**What the task asks**
Can you write out all of the material below, word for word?

**Given data**
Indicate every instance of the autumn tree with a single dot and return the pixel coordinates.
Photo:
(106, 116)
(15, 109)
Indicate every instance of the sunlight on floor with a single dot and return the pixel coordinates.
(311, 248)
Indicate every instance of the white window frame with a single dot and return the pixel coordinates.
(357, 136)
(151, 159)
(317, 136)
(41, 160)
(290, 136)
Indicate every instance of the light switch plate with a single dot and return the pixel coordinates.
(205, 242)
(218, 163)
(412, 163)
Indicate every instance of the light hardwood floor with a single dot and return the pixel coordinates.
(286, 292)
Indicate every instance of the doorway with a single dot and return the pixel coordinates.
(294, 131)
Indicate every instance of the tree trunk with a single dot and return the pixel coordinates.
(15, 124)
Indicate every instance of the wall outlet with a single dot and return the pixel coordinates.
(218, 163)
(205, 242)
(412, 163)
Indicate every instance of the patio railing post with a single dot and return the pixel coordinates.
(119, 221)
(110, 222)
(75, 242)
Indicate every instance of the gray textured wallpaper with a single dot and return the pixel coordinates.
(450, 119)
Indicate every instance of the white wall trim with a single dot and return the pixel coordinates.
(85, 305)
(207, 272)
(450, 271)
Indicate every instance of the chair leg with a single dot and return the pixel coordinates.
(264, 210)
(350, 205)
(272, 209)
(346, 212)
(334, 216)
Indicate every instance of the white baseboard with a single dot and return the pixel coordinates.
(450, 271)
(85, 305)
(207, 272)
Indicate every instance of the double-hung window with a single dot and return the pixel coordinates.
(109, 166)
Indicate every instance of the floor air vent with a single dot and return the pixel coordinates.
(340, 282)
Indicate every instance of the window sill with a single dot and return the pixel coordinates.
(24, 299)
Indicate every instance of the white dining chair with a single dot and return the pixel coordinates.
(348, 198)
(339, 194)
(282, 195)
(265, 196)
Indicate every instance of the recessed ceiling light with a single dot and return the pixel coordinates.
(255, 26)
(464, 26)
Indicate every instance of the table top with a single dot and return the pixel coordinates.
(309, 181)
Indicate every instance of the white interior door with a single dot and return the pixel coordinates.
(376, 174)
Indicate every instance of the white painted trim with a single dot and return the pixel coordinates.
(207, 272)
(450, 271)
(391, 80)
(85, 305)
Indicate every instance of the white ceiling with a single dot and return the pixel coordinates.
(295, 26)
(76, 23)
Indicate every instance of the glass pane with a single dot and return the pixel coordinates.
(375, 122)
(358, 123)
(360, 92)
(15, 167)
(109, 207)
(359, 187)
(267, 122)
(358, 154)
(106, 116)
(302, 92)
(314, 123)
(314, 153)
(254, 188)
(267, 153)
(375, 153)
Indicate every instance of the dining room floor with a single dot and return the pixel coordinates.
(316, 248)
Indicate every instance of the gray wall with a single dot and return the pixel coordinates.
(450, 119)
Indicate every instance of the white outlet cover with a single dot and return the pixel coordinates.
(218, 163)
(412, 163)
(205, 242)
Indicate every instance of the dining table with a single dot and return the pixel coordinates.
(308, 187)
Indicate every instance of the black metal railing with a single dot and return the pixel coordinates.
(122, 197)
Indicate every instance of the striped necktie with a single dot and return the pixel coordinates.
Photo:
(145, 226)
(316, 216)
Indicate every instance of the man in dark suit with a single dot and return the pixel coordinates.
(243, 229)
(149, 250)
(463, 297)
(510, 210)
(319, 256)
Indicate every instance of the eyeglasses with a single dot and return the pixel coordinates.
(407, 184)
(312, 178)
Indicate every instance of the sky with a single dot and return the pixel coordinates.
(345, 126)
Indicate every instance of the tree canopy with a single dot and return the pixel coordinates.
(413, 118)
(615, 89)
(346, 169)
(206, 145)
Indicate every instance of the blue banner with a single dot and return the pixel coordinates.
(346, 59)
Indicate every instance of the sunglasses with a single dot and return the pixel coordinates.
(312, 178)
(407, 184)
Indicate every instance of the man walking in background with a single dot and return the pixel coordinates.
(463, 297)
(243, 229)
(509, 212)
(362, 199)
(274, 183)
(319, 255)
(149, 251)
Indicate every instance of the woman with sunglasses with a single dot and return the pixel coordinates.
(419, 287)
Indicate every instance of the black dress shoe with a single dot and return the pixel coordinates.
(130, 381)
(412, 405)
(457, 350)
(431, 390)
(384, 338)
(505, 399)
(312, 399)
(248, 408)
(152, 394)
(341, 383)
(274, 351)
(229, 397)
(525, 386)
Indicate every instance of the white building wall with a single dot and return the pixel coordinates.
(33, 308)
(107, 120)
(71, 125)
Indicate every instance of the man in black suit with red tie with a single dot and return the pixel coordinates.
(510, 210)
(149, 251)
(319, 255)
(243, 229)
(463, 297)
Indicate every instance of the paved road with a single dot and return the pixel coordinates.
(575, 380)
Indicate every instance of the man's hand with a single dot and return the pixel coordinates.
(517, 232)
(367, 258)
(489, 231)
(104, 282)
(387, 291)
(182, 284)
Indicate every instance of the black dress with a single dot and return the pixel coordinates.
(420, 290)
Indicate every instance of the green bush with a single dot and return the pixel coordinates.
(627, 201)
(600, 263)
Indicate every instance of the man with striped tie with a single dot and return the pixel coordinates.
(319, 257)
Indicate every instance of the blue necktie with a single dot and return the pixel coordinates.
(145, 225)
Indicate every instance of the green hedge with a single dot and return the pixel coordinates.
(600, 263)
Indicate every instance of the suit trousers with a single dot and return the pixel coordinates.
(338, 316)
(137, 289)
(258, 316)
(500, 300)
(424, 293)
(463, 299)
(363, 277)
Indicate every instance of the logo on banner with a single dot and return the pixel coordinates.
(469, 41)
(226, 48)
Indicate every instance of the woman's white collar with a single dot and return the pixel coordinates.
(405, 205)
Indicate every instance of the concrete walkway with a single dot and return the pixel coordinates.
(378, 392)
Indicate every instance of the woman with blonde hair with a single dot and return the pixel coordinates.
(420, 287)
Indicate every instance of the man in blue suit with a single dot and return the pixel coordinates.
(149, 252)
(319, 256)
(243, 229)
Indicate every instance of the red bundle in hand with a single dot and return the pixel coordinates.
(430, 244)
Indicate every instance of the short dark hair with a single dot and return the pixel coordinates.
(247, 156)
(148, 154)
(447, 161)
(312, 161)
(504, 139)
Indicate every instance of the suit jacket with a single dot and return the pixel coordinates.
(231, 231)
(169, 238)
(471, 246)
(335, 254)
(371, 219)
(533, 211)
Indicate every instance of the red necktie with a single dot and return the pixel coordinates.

**Answer in full**
Indicate every instance of the autumn tree with a single dot and return the pixel coordinates.
Photo:
(106, 116)
(15, 109)
Indicate every instance of the sunlight on floor with a single dot and return the pixel coordinates.
(311, 248)
Indicate every instance of the white window frame with a single dot and return the pixel coordinates.
(357, 136)
(151, 159)
(317, 136)
(41, 160)
(290, 136)
Indicate every instance of the light switch plate with a single dot and return the pixel coordinates.
(205, 242)
(218, 163)
(412, 163)
Indicate every instance of the light hardwood floor with a single dot and return the pixel coordinates.
(286, 292)
Indicate every instance of the doorway with a single dot and return the pixel coordinates.
(294, 131)
Indicate every instance of the tree trunk with a single dot and return the pixel coordinates.
(15, 124)
Indicate every instance of the wall outlet with a single dot and return the pixel coordinates.
(218, 163)
(205, 242)
(412, 163)
Indicate every instance of the patio railing post with a single dot and return the pixel coordinates.
(119, 221)
(110, 222)
(75, 242)
Indicate every instance of the gray textured wallpaper with a single dot and return the pixel coordinates.
(450, 119)
Indicate every instance of the white wall trim with a single dot and return the pixel coordinates.
(85, 305)
(207, 272)
(450, 271)
Indicate every instance of the chair leg with a single dot and return the pixel coordinates.
(264, 210)
(350, 205)
(272, 209)
(346, 212)
(334, 216)
Indicate every instance of the white baseboard with a single dot and return the pixel coordinates.
(450, 271)
(85, 305)
(207, 272)
Indicate every instance of the double-hung window with a single dot and return the pixel coordinates.
(109, 166)
Indicate every instance of the floor air vent with a single dot and return the pixel coordinates.
(340, 282)
Indicate every instance of the window sill with a single dot and return the pixel coordinates.
(24, 299)
Indicate every instance of the white dining chair with a single dot and return the pixel coordinates.
(348, 198)
(339, 194)
(282, 195)
(265, 196)
Indicate every instance of the recessed ceiling light with a single dot and return the pixel coordinates.
(255, 26)
(464, 26)
Indicate every instance of the table top with a single dot and return the pixel coordinates.
(309, 181)
Indicate every instance of the white interior door with a single dot and return the pixel coordinates.
(376, 174)
Indicate every instance of the white painted trim with a single dot and return the pixel coordinates.
(207, 272)
(450, 271)
(391, 80)
(85, 305)
Indicate every instance of the white ceiling with a single dot and return the pixel coordinates.
(295, 26)
(76, 23)
Indicate every instance of the glass pane with a single dot and return the pixel coordinates.
(375, 122)
(358, 123)
(360, 92)
(15, 167)
(109, 207)
(359, 187)
(267, 122)
(358, 154)
(106, 116)
(302, 92)
(314, 123)
(314, 153)
(254, 188)
(267, 153)
(375, 153)
Indicate every instance of the dining room floor with a single dot and return the pixel coordinates.
(316, 248)
Indicate every instance of the gray wall with a single dot and return the pixel coordinates.
(450, 119)
Indicate every instance of the white outlet cover with a single dot and return the pixel coordinates.
(218, 163)
(412, 163)
(205, 242)
Indicate every instance of the dining table with a single dot and return the pixel coordinates.
(308, 187)
Indicate every instance of the black metal railing with a single dot and return the pixel coordinates.
(122, 197)
Indicate every instance of the striped necktie with a single dot and return the pixel coordinates.
Photo:
(145, 226)
(316, 216)
Indicate every instance of the man in dark suit with a single dot and return the pixel coordinates.
(243, 229)
(149, 250)
(463, 297)
(510, 210)
(319, 256)
Indicate every instance of the eyeglasses with a single dot and return the pixel coordinates.
(407, 184)
(312, 178)
Indicate every instance of the sky with a single dot and return the pixel coordinates.
(345, 126)
Indicate every instance of the tree canopy with a single dot and return the pixel coordinates.
(413, 118)
(615, 89)
(346, 169)
(206, 145)
Indicate every instance of the blue banner with a single dot and return the pixel coordinates.
(346, 59)
Indicate every instance of the sunglasses with a single dot and return the pixel coordinates.
(312, 178)
(407, 184)
Indicate every instance of the man walking in background with a single dot and return the pixel coordinates.
(463, 297)
(243, 229)
(509, 212)
(362, 199)
(274, 183)
(319, 255)
(149, 251)
Indicate every instance of the woman with sunglasses with a single dot and return the pixel coordinates.
(419, 287)
Indicate every instance of the black dress shoe with a single dot and return the pixel coordinates.
(130, 381)
(412, 405)
(457, 350)
(431, 390)
(384, 338)
(505, 399)
(312, 399)
(248, 408)
(152, 394)
(341, 383)
(274, 351)
(229, 397)
(525, 386)
Indicate every instance of the white building wall with a single dot and return the pixel coordinates.
(33, 308)
(107, 120)
(71, 125)
Indicate every instance of the man in black suit with red tie with a single dot and return the pixel coordinates.
(510, 210)
(149, 251)
(319, 255)
(243, 229)
(463, 297)
Indicate every instance of the paved road with a single dot and return the pixel coordinates.
(575, 380)
Indicate every instance of the man's hand with a single dot and return the pixel coordinates.
(517, 232)
(367, 258)
(489, 231)
(104, 282)
(387, 291)
(182, 284)
Indicate every instance of the black dress with a single dot and return the pixel coordinates.
(420, 290)
Indicate every instance of the green bush with a single dot and return the pixel coordinates.
(627, 201)
(600, 263)
Indicate every instance of the man with striped tie with a single dot and return the pixel coordinates.
(319, 257)
Indicate every instance of the blue necktie with a single dot and return the pixel coordinates.
(145, 225)
Indicate every instance of the green hedge with a single dot and return the pixel coordinates.
(600, 263)
Indicate every instance of the suit trousers with a single dot and return the pixel coordinates.
(338, 316)
(137, 289)
(258, 316)
(500, 300)
(424, 293)
(463, 299)
(363, 277)
Indicate every instance of the logo on banner with a single dot and return the pixel coordinates.
(469, 41)
(226, 48)
Indicate every instance of the woman's white collar with a single dot and return the pixel coordinates.
(405, 205)
Indicate every instance of the concrete walkway with a single dot and return the pixel coordinates.
(378, 392)
Indicate every instance of the woman with blonde hair with a single dot and return the pixel coordinates.
(420, 287)
Indicate every instance of the man in blue suit with a single dot and return the pixel coordinates.
(149, 252)
(319, 256)
(243, 229)
Indicate every instance of the red bundle in hand with a single dot and return the pixel coordinates.
(430, 244)
Indicate every instance of the short dark hair with a single dot and return the pixel coordinates.
(247, 156)
(148, 154)
(447, 161)
(312, 161)
(504, 139)
Indicate every instance of the suit jacket with a single dot and return the pixel coordinates.
(231, 231)
(169, 238)
(471, 246)
(335, 254)
(371, 219)
(533, 211)
Indicate every instance of the red necktie with a single dot and return the pixel coordinates.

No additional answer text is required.